* Task objective
Give every line of the entries below as a JSON list of strings, one string per line, with blank lines skipped. Leave the pictures out of the answer.

(Annotated coordinate records)
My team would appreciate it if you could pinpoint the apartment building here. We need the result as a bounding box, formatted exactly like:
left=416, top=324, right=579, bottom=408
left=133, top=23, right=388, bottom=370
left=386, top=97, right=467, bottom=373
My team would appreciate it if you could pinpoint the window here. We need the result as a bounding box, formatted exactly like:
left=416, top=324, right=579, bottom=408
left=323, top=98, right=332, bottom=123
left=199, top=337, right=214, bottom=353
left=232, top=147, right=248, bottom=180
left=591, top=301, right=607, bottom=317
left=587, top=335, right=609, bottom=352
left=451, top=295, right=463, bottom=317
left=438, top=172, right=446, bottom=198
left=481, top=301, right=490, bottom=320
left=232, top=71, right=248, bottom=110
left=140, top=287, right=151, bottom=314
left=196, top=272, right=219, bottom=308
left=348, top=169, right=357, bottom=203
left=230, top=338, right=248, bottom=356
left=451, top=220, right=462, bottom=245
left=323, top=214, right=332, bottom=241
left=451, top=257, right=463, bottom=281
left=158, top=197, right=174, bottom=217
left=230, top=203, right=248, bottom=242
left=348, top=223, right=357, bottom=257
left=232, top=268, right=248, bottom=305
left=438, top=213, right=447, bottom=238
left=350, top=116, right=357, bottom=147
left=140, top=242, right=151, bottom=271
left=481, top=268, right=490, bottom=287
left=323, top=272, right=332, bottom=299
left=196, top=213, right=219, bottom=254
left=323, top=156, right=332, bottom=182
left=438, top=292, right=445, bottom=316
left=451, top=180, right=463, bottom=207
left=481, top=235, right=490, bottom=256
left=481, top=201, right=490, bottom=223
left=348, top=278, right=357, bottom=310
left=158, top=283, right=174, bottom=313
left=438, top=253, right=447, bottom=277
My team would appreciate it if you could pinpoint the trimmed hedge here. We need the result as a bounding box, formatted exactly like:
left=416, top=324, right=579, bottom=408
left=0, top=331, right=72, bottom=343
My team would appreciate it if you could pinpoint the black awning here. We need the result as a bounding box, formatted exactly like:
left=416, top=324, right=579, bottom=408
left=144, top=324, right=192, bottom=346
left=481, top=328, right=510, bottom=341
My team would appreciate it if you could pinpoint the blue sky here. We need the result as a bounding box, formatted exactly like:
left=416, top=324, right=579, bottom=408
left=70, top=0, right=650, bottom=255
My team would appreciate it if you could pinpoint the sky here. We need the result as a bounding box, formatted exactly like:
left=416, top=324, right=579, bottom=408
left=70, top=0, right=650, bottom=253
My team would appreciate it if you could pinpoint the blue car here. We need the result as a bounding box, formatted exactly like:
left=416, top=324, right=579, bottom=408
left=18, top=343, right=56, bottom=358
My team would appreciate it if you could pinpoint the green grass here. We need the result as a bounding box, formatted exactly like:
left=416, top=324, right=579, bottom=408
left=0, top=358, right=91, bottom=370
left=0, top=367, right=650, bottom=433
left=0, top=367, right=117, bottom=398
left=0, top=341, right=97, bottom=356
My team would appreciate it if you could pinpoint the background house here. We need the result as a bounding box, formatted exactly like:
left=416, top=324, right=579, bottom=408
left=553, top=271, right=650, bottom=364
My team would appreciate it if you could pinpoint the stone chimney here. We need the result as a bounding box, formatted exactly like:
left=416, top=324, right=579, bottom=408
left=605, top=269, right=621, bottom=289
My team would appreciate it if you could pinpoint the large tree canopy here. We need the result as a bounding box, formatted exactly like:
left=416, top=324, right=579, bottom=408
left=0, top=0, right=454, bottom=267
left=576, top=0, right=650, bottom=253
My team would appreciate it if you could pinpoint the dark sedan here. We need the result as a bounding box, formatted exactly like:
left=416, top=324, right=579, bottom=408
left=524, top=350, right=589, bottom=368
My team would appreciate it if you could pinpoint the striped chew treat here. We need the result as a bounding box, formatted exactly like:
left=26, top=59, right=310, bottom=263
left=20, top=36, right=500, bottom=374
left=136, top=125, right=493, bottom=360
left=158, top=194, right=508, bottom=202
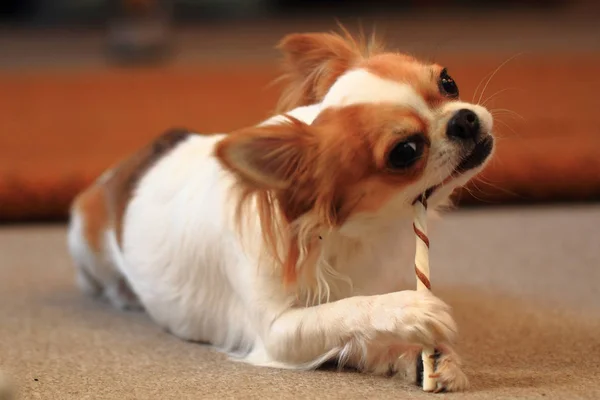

* Problem solution
[
  "My team would appreciate it if you could pinpoint the apartment building here. We need the result as a bounding box, formatted exactly like:",
  "left=416, top=324, right=579, bottom=408",
  "left=133, top=23, right=388, bottom=370",
  "left=386, top=97, right=467, bottom=373",
  "My team would appreciate it if you could pinpoint the window here. We need the result as a bounding box, formatted exactly like:",
  "left=416, top=324, right=579, bottom=408",
  "left=323, top=98, right=332, bottom=123",
  "left=199, top=337, right=214, bottom=353",
  "left=232, top=147, right=248, bottom=180",
  "left=591, top=301, right=607, bottom=317",
  "left=587, top=335, right=609, bottom=352",
  "left=451, top=295, right=463, bottom=317",
  "left=438, top=172, right=446, bottom=198",
  "left=481, top=301, right=490, bottom=320",
  "left=232, top=71, right=248, bottom=110",
  "left=140, top=287, right=151, bottom=314",
  "left=196, top=272, right=219, bottom=308",
  "left=348, top=169, right=357, bottom=203",
  "left=230, top=338, right=248, bottom=356",
  "left=451, top=220, right=462, bottom=245",
  "left=323, top=214, right=332, bottom=241",
  "left=451, top=257, right=463, bottom=281",
  "left=158, top=197, right=174, bottom=217",
  "left=230, top=203, right=248, bottom=242",
  "left=348, top=223, right=357, bottom=257",
  "left=232, top=268, right=248, bottom=305",
  "left=438, top=213, right=447, bottom=238",
  "left=350, top=116, right=357, bottom=147",
  "left=140, top=242, right=151, bottom=271",
  "left=481, top=268, right=490, bottom=287",
  "left=323, top=272, right=332, bottom=299",
  "left=196, top=213, right=219, bottom=254",
  "left=323, top=156, right=332, bottom=182",
  "left=438, top=292, right=445, bottom=316",
  "left=451, top=180, right=463, bottom=207",
  "left=481, top=235, right=490, bottom=256",
  "left=481, top=201, right=490, bottom=223",
  "left=348, top=278, right=357, bottom=310",
  "left=158, top=283, right=174, bottom=313",
  "left=438, top=253, right=447, bottom=277",
  "My team would appreciate it if you could pinpoint the trimmed hedge here. We need the result as a bounding box, formatted exactly like:",
  "left=416, top=324, right=579, bottom=408",
  "left=0, top=331, right=72, bottom=343",
  "My team would appreciate it if you could pinpoint the black awning here. We need the result as a bounding box, formatted exactly like:",
  "left=416, top=324, right=579, bottom=408",
  "left=144, top=324, right=192, bottom=346",
  "left=481, top=328, right=510, bottom=341",
  "My team would appreciate it if you could pinpoint the blue sky here. We need the result as a bounding box, formatted exactly like:",
  "left=416, top=324, right=579, bottom=408",
  "left=70, top=0, right=650, bottom=255",
  "My team would appreciate it if you could pinpoint the sky here. We need the result as a bounding box, formatted exactly like:",
  "left=416, top=324, right=579, bottom=408",
  "left=70, top=0, right=650, bottom=253",
  "My team would appreciate it if you could pinpoint the blue car here. We need the result as a bounding box, formatted exactly like:",
  "left=416, top=324, right=579, bottom=408",
  "left=18, top=343, right=56, bottom=358",
  "My team would appreciate it if you could pinpoint the green grass here. We need the result as a bounding box, formatted exactly like:",
  "left=416, top=324, right=579, bottom=408",
  "left=0, top=358, right=91, bottom=370",
  "left=0, top=367, right=650, bottom=433",
  "left=0, top=367, right=117, bottom=398",
  "left=0, top=341, right=97, bottom=356",
  "My team would appreciate it if you could pinpoint the background house here. We need the result as a bounding box, formatted exactly like:",
  "left=416, top=324, right=579, bottom=408",
  "left=553, top=271, right=650, bottom=364",
  "My team would appreciate it if you could pinpoint the stone chimney here. We need the result as a bounding box, formatted exactly like:",
  "left=416, top=324, right=579, bottom=408",
  "left=605, top=269, right=621, bottom=289",
  "My team would appreciate it if you could pinpoint the large tree canopy here. We need the result as a bounding box, formatted exactly like:",
  "left=416, top=324, right=579, bottom=408",
  "left=0, top=0, right=454, bottom=267",
  "left=576, top=0, right=650, bottom=253",
  "My team would appreciate it if you could pinpoint the dark sedan here. We need the result as a bounding box, formatted exactly like:",
  "left=416, top=324, right=579, bottom=408",
  "left=524, top=350, right=589, bottom=368",
  "My team would appreciate it if you could pinpoint the striped chew treat here. We need the result as a bounding box, formatted exactly like:",
  "left=26, top=59, right=310, bottom=263",
  "left=20, top=36, right=500, bottom=374",
  "left=136, top=125, right=493, bottom=360",
  "left=158, top=194, right=508, bottom=202"
]